How Microsoft Is Moving 4,000 Repos to GitHub (And What You Can Learn From It)
5. 6. 2026
Microsoft is moving 4,000+ repos and thousands of developers from Azure DevOps to GitHub — not because Azure DevOps is dead, but because Copilot is where the AI action is. Here's how they're pulling it off without burning everything down.
So Microsoft published a post about how their internal CAP (Copilot, Agents, and Platforms) organization is migrating away from Azure DevOps to GitHub, and it's actually worth reading — not for the corporate cheerleading, but for the honest bits about what a migration at this scale actually looks like.
Let me break it down for you without the marketing fluff.
The situation: 53 Azure DevOps orgs. Really.
CAP manages roughly 4,000 active repositories spread across 53 separate Azure DevOps organizations. Fifty-three. I don't know how you end up in that situation without someone at some point saying "maybe we should rethink this," but here we are. That kind of fragmentation is death by a thousand org boundaries — code discovery gets painful, cross-team visibility is basically non-existent, and onboarding new people is a nightmare.

Natural language region descriptions:
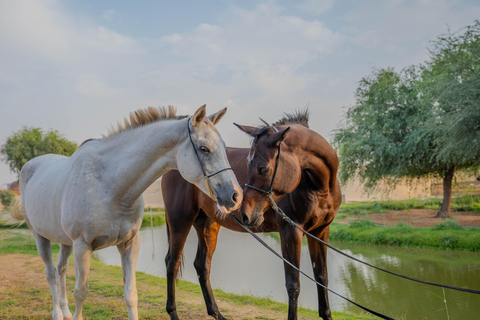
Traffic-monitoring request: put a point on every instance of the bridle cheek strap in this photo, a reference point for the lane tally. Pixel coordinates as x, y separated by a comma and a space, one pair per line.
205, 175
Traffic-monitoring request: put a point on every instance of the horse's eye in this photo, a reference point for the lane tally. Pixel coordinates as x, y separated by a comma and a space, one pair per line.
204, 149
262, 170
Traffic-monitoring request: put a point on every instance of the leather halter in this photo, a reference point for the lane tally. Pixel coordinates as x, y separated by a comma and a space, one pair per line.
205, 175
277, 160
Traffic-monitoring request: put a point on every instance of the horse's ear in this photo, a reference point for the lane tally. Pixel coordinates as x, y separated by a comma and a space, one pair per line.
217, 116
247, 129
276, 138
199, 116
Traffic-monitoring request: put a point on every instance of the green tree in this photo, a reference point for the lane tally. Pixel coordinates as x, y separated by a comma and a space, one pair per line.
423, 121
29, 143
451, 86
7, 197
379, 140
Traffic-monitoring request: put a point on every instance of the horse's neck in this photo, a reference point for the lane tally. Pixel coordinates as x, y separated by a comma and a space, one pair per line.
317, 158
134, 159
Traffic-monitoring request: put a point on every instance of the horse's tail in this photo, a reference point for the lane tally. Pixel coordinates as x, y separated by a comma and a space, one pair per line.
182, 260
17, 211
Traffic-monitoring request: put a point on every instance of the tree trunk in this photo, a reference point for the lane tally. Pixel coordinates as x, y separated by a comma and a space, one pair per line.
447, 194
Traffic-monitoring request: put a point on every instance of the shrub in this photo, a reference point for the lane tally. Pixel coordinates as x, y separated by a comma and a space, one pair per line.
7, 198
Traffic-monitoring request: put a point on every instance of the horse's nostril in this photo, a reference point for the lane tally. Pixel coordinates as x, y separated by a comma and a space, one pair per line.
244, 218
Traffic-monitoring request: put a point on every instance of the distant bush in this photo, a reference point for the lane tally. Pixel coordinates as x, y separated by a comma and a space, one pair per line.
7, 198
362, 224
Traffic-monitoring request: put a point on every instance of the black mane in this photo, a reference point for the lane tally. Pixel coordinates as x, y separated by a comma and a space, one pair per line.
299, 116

==

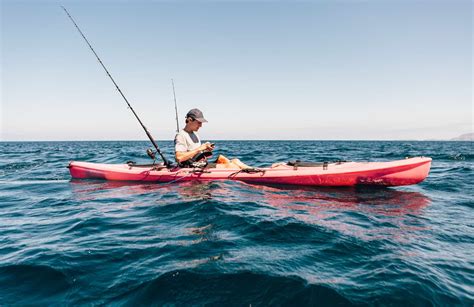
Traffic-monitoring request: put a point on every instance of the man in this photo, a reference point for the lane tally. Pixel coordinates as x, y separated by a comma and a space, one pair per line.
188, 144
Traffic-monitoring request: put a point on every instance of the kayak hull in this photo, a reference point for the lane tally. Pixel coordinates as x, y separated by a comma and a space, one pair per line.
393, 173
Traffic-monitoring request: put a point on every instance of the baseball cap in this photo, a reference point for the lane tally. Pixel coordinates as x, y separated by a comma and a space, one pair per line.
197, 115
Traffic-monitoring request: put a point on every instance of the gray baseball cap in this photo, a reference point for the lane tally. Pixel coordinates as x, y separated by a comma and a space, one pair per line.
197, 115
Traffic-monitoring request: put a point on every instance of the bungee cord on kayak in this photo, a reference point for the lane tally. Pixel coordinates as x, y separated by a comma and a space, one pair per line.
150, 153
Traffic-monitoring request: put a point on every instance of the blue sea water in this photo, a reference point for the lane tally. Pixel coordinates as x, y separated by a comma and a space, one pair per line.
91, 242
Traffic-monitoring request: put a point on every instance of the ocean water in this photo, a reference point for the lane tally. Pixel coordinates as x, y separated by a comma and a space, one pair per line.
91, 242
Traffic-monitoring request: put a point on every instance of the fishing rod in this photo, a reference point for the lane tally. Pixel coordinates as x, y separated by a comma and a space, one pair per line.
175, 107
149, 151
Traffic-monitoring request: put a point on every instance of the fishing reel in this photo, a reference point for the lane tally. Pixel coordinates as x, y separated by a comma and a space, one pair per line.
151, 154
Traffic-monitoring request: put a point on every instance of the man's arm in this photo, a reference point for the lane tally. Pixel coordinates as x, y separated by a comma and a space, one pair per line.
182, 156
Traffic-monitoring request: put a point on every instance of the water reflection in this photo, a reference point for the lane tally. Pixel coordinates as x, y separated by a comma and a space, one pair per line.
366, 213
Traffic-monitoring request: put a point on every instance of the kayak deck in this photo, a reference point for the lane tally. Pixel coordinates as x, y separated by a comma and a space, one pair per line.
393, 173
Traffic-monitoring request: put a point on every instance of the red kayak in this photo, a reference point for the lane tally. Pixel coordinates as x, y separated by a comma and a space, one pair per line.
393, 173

* * *

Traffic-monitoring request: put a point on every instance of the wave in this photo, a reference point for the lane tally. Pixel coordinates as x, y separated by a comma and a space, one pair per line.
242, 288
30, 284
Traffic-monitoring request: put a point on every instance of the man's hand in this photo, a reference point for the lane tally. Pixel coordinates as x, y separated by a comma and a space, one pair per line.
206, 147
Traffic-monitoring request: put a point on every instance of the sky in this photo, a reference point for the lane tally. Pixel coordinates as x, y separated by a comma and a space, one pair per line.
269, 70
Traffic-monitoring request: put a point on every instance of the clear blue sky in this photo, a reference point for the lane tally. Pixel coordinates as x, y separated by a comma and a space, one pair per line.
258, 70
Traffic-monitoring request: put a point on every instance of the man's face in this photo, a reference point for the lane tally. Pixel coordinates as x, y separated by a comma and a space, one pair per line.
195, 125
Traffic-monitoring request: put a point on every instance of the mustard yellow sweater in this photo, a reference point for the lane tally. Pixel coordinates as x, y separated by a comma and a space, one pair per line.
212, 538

- Instructions:
1. Can you rewrite the stretch from "So Microsoft published" through "actually looks like." in the Microsoft GitHub migration post, with "hype" in place of "cheerleading"?
2. What comes next in the Microsoft GitHub migration post? Continue it from where it stops.

- Exercise responses:
1.
So Microsoft published a post about how their internal CAP (Copilot, Agents, and Platforms) organization is migrating away from Azure DevOps to GitHub, and it's actually worth reading — not for the corporate hype, but for the honest bits about what a migration at this scale actually looks like.

2.
The migration started about six months ago. So far they've moved over 1,600 repos and around 3,100 developers. That's more than 80% of the in-scope repositories and 45% of developers — done. Not bad.
Why GitHub and why now?
The honest answer: Copilot. GitHub Copilot Coding Agent, Code Review, agentic security scanning, all the AI-first stuff that's baked into GitHub — it's not coming to Azure DevOps at the same pace. If you're a big org and you want earlier access to that tooling, you move where the development is happening.
CAP teams are already running AI-driven workflows for security scanning and issue remediation post-migration. That's not a feature you wait for — it's table stakes now if you want to stay competitive on developer productivity.
The secondary win is consolidation. Going from 53 fragmented orgs down to one GitHub organization means code discovery actually works. Engineers can find each other's repos. That sounds boring until you've lived in a multi-org sprawl and wasted two weeks just tracking down where some shared library lives.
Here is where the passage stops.